• [TASKS TO COMPLETE]:
a - In the biodiversity extract, what is essentially required to change the patterns by which different segments of society appropriate biodiversity resources?
b - Extend the biodiversity speech excerpt past its final sentence with a few more paragraphs in the same voice.

• [EXTRACT]:
"""
The time for talking is over. It is time for providing answers, solutions, actions. We are all tired of endless meetings which just postpone the solutions for the problems. We are also tired of decisions which are dissociated from real life. While that happens, over the past few years, not only has there been an absence of relevant signs of reduction of biodiversity loss but also the available indicators portray a growing deterioration of global biodiversity. Reverting this process, which in essence is a result of human activity, requires an unprecedented effort, with strong and determined responses from all global societies. Essentially, political will is required to change the patterns of the way different segments of society appropriate biodiversity resources for themselves.
"""
• [EXTRACTED INFORMATION]:
"""
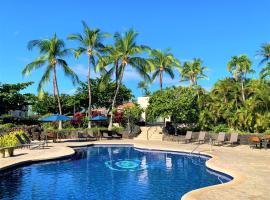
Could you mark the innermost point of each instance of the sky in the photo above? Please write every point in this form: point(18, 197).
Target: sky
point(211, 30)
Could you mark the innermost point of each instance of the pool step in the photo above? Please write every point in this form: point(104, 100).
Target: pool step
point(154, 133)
"""
"""
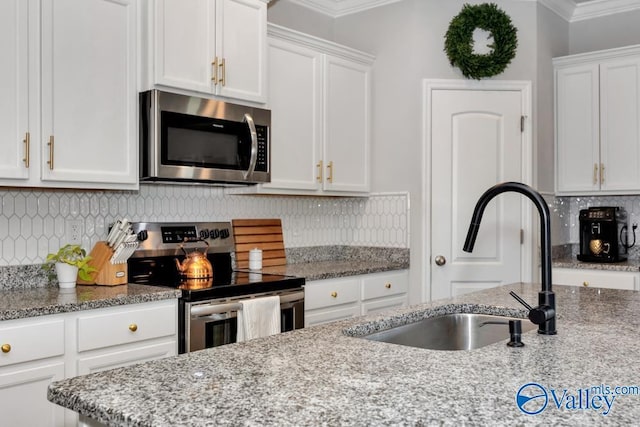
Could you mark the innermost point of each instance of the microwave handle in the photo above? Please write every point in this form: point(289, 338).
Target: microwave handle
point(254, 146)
"""
"""
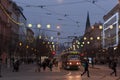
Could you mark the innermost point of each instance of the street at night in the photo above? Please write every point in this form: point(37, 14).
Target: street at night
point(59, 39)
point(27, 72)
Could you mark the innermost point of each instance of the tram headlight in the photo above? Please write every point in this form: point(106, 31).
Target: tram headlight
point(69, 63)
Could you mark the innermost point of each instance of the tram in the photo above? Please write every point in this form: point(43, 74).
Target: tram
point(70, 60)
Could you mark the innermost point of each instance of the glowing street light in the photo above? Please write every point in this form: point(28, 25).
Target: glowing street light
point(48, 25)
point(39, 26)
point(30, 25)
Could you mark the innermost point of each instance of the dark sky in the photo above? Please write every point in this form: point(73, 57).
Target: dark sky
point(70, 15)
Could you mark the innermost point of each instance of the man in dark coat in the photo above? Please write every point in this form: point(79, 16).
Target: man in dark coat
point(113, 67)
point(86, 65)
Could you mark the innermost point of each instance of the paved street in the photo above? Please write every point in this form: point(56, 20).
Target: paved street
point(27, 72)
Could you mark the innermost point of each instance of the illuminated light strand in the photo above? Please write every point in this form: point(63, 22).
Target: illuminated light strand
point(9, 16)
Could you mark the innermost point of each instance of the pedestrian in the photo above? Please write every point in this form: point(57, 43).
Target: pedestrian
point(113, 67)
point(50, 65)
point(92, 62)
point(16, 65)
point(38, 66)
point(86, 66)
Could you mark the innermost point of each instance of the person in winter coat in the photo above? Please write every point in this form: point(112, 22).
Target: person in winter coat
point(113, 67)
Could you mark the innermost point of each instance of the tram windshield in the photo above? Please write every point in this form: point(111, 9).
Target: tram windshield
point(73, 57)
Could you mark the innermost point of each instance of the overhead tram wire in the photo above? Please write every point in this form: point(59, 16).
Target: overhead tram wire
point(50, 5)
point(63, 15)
"""
• [RESPONSES PER TASK]:
a - Political will.

b -
This is what I bring with me: good will, political will, so that we can forge here a pact to implement the CBD and build solid partnerships among the various sectors of society. We cannot, we do not have the right to lose this opportunity if we don’t want to increase the human, social, economic and environmental costs of biodiversity loss. If we don’t want to increase the lack of credibility of the multilateral system

In the last 10 days, we had time enough to see the differences that separate us. We have now only three days to see what unites us. In only three days, we will be looking at the decisions taken at the 10th Conference of the Parties of the CBD, in Nagoya. It is up to us to decide what kind of results we will be taking home. And with which face we will be looking at our children.

We have been negotiating a Protocol on Access and Benefit-Sharing which is fundamental to overcome the implementation deficit of the Convention and to combat biopiracy. We have been discussing a new Strategic Plan for the period post-2010, and a new Strategy for Resource Mobilization. A central part of our future efforts must include support for national agendas to reach targets on biodiversity, ensuring country ownership and supported by predictable, additional and sufficient resources and technology.

These three elements — the Protocol on Access and Benefit-sharing, the Strategic Plan and the new Strategy for Resource Mobilization — are part of an indivisible package for COP-10. They should be considered, discussed and negotiated with the attention and urgency that the matter deserves.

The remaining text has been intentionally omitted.